▶ [Yang Dikerjakan]:
• 1. Ketik ulang bagian tulisan tentang negara tanpa pemimpin, mulai dari "Kehampaan bangsa akan" sampai "membari efek jera.".
• 2. Teruskan tulisan tentang negara tanpa pemimpin, dimulai sesudah kalimat terakhirnya.

▶ [Teks Bacaan]:
Negara Tanpa Pemimpin

Merebaknya konflik di tingkat elite Negara akhir-akhir ini menambah deretan masalah besar bangsa. Sebuah keprihatinan, carut-marutnya tata kelola kenegaraan dan dualisme kekuasaan pemimpin semakin mendeskripsikan Negara seperti tanpa pemimpin. karena fokus pemimpin terpecahkan oleh kepentingan-kepentingan pribadi dan kelompok.

Kehampaan bangsa akan tegasnya hukum dan sosok pemimpin mengkibatkan timbulnya kekecewaan rakyat yang termanifestasi dalam bentuk prilaku tidak taat aturan hukum. Misal, lambatnya penanganan konflik oleh pihak yang berwenang, menyulut keinginan masyarakat untuk menyelesaikan masalahnya dengan main hakim sendiri. Tak ayal, media massa saat ini didominasi oleh berita kerusuhan antar kelompok, kriminalitas, tindak asusila yang semakin meningkat, —dan banyak kasus-kasus lainnya yang tak lain pelakunya adalah para tauladan rakyat (TNI vs POLRI), yang seharusnya memberi contoh baik bagi masyarakat— dan semuanya tak lepas dari peran hukum yang terlalu toleran terhadap pelakunya, sehingga tidak membari efek jera.

▶ [Daftar Data]:
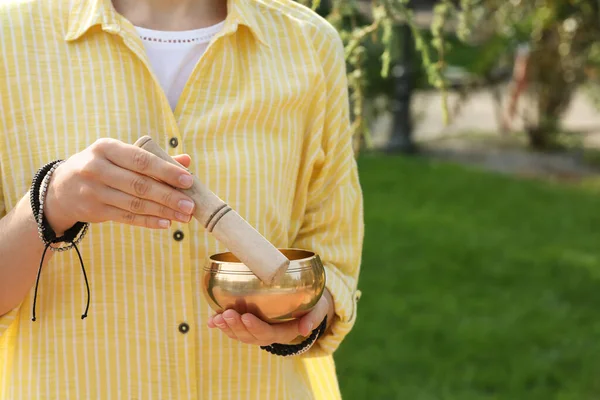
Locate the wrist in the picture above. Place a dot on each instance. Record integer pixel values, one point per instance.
(330, 310)
(57, 218)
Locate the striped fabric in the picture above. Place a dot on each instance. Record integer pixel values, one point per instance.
(264, 118)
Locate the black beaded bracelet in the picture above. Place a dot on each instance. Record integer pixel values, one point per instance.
(288, 350)
(71, 237)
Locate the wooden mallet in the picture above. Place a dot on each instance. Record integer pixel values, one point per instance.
(234, 232)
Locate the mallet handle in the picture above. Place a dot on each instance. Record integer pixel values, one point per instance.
(240, 238)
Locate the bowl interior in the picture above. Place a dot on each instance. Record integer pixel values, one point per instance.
(291, 254)
(299, 260)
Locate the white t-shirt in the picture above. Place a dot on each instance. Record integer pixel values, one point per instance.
(174, 54)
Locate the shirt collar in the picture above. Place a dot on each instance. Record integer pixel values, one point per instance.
(85, 14)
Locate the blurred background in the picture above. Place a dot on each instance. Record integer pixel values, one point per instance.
(477, 137)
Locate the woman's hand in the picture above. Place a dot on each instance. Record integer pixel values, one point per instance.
(249, 329)
(115, 181)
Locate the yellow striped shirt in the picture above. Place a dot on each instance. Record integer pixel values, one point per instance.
(265, 119)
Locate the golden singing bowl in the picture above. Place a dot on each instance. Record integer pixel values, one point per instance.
(229, 284)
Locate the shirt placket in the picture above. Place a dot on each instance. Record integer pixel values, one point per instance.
(181, 341)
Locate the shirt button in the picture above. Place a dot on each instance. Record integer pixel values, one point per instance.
(178, 235)
(184, 328)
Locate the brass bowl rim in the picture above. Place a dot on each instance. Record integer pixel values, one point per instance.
(241, 268)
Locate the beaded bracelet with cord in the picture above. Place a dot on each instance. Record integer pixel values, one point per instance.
(71, 236)
(288, 350)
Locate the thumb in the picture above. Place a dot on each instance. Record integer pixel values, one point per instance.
(311, 320)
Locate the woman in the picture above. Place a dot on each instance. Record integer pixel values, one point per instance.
(250, 96)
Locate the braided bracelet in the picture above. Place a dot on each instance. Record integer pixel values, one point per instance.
(71, 236)
(288, 350)
(39, 186)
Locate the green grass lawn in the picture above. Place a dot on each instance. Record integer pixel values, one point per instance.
(475, 286)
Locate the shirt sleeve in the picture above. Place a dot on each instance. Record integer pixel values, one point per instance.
(6, 320)
(332, 223)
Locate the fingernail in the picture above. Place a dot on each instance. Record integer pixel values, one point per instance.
(182, 217)
(186, 180)
(309, 330)
(186, 206)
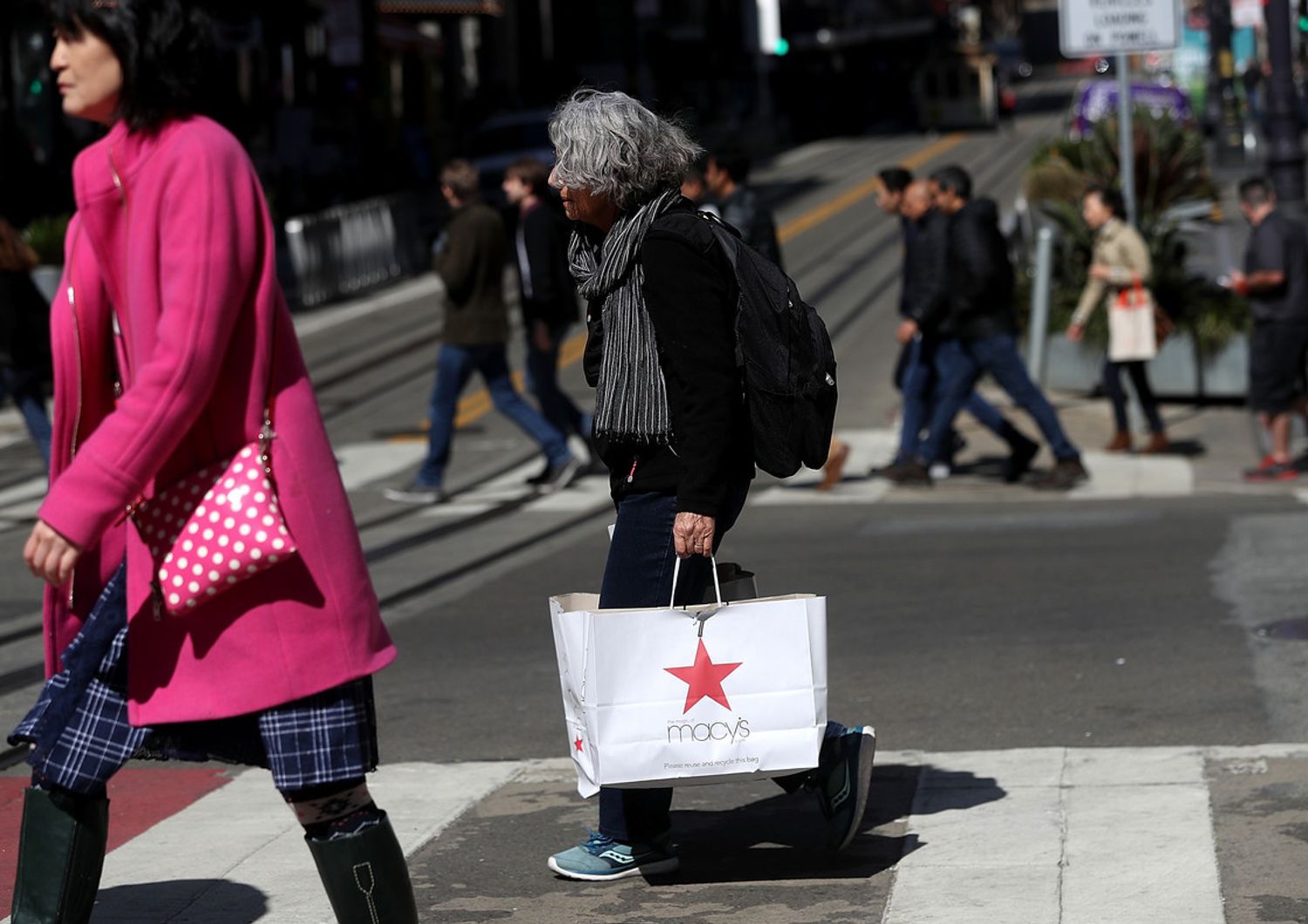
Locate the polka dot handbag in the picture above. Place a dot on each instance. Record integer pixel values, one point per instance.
(214, 529)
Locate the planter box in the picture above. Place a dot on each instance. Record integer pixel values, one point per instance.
(1174, 373)
(46, 279)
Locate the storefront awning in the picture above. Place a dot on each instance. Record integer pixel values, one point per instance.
(442, 7)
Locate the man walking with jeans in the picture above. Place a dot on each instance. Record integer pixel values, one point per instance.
(548, 296)
(925, 237)
(971, 305)
(1276, 282)
(476, 327)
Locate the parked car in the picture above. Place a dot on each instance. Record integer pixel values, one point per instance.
(1010, 59)
(504, 139)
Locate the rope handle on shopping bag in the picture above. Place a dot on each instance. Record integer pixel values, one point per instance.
(1137, 289)
(701, 617)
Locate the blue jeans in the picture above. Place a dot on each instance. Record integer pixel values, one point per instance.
(960, 363)
(638, 573)
(918, 390)
(543, 382)
(454, 366)
(28, 394)
(1117, 395)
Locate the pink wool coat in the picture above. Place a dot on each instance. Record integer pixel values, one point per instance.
(173, 232)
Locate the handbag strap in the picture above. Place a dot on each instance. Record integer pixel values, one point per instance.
(266, 431)
(677, 573)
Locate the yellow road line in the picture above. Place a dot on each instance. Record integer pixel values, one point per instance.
(479, 404)
(814, 217)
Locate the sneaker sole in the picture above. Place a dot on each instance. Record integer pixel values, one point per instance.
(865, 783)
(669, 866)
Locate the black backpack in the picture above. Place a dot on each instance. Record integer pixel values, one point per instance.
(785, 358)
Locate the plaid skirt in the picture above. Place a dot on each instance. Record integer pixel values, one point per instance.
(80, 732)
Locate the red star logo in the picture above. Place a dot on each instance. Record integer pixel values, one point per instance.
(704, 678)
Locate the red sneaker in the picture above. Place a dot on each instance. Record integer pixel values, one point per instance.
(1271, 469)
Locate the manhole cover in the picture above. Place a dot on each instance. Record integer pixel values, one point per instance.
(1284, 630)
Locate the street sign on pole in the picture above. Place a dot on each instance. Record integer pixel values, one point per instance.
(1103, 28)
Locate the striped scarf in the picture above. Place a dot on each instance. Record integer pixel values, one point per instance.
(630, 397)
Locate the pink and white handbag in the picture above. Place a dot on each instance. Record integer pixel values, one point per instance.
(215, 528)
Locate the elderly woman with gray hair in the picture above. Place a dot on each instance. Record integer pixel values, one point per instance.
(670, 424)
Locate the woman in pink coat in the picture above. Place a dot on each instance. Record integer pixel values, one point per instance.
(170, 342)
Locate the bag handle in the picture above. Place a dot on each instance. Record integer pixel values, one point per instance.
(677, 573)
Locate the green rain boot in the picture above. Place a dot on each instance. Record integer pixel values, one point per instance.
(366, 877)
(60, 856)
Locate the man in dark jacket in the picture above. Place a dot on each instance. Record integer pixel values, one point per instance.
(970, 305)
(925, 233)
(1276, 282)
(548, 295)
(740, 207)
(476, 327)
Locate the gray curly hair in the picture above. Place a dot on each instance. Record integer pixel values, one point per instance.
(611, 146)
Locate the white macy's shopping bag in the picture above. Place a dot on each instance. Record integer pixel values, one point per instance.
(700, 694)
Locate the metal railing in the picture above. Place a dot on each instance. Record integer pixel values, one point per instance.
(350, 250)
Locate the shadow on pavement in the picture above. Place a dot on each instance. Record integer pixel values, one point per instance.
(146, 902)
(782, 837)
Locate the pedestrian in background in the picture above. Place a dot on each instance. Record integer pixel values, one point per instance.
(670, 420)
(1276, 282)
(173, 293)
(726, 175)
(1119, 267)
(971, 306)
(476, 327)
(925, 245)
(24, 337)
(548, 297)
(695, 188)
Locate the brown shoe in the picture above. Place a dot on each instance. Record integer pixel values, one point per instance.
(1121, 442)
(1158, 445)
(835, 465)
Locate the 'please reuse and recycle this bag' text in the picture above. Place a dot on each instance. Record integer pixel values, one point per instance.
(687, 696)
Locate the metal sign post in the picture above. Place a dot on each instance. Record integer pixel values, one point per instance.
(1121, 28)
(1125, 138)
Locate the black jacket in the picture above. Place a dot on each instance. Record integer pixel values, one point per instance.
(925, 250)
(548, 290)
(971, 282)
(691, 297)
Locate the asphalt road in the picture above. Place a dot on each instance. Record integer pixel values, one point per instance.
(976, 621)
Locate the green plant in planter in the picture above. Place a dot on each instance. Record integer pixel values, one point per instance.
(46, 237)
(1169, 170)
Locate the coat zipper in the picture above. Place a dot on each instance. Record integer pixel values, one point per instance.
(72, 309)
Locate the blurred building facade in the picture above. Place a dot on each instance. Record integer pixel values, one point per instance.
(342, 99)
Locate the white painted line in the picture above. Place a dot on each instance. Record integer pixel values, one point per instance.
(211, 863)
(23, 500)
(324, 319)
(366, 463)
(1141, 853)
(1116, 476)
(1061, 837)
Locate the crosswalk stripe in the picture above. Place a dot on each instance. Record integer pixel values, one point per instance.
(1070, 835)
(1112, 476)
(238, 853)
(1059, 835)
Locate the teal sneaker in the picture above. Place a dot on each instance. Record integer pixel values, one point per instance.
(602, 859)
(842, 785)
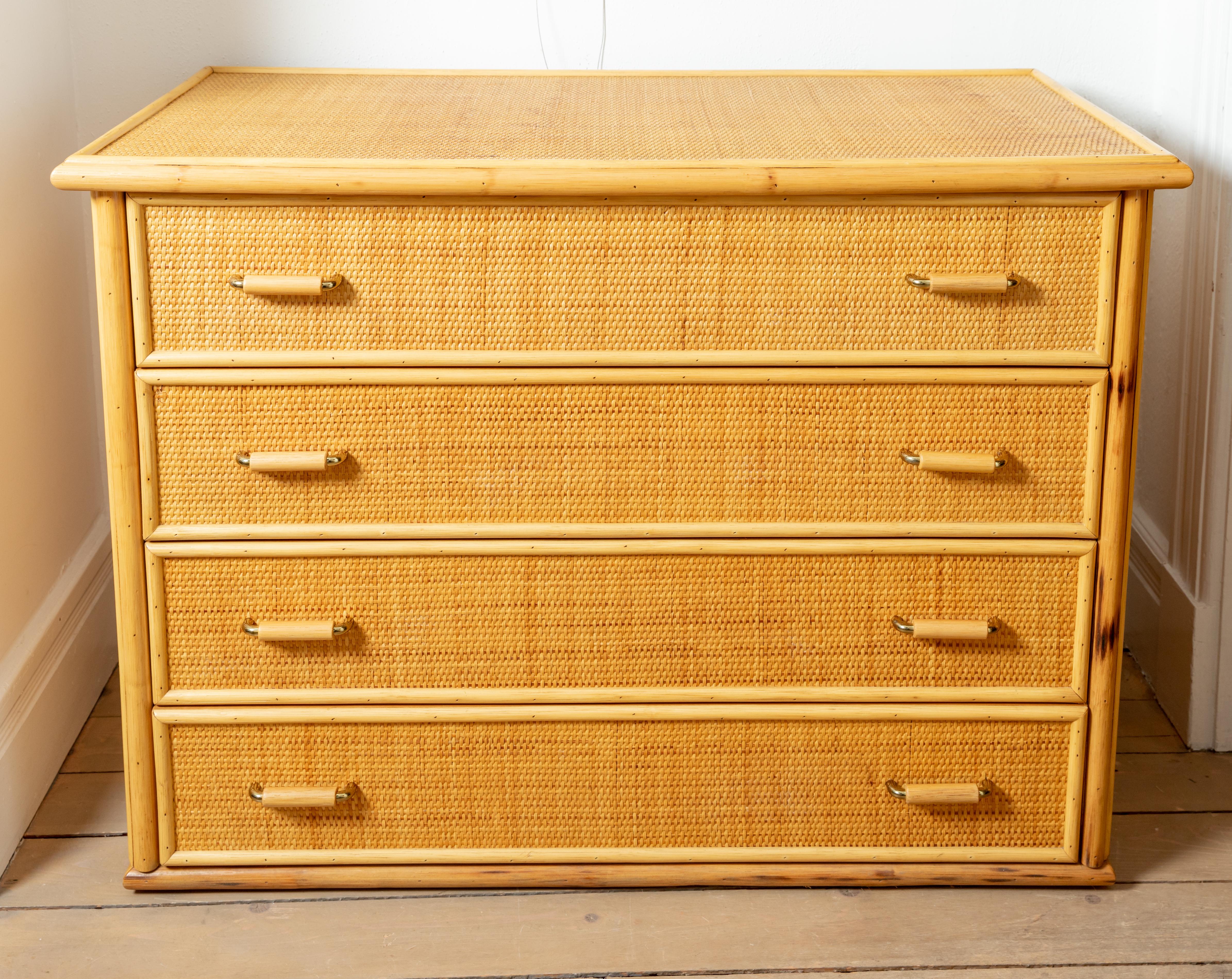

▶ [Hasil yang Diharapkan]:
• 1.
Kehampaan bangsa akan tegasnya hukum dan sosok pemimpin mengkibatkan timbulnya kekecewaan rakyat yang termanifestasi dalam bentuk prilaku tidak taat aturan hukum. Misal, lambatnya penanganan konflik oleh pihak yang berwenang, menyulut keinginan masyarakat untuk menyelesaikan masalahnya dengan main hakim sendiri. Tak ayal, media massa saat ini didominasi oleh berita kerusuhan antar kelompok, kriminalitas, tindak asusila yang semakin meningkat, —dan banyak kasus-kasus lainnya yang tak lain pelakunya adalah para tauladan rakyat (TNI vs POLRI), yang seharusnya memberi contoh baik bagi masyarakat— dan semuanya tak lepas dari peran hukum yang terlalu toleran terhadap pelakunya, sehingga tidak membari efek jera.

• 2.
Memang bukan sebuah kesalahan atau hal yang aneh, jika terdapat pertanyaan dimanakah negara ini? Artinya, negara ini yang terkenal sebagai negara hukum berasaskan pancasila, namun ciri khas tersebut seolah tak nampak atau luntur untuk saat ini. akan tetapi yang perlu digaris bawahi adalah permasalahan yang dialami bangsa ini terletak pada pemimpinnya, dalam konteks ini adalah para aparatur negara yang semakin apatis, dan masih dikuasai oleh nafsu kepentingan pribadi dan kelompoknya. Sehingga melenceng dari konsensus atau tujuan awal bangsa ini. hal tersebut tergambarkan dengan masih banyaknya tokoh-tokoh elite negara yang terlibat kasus-kasus korupsi.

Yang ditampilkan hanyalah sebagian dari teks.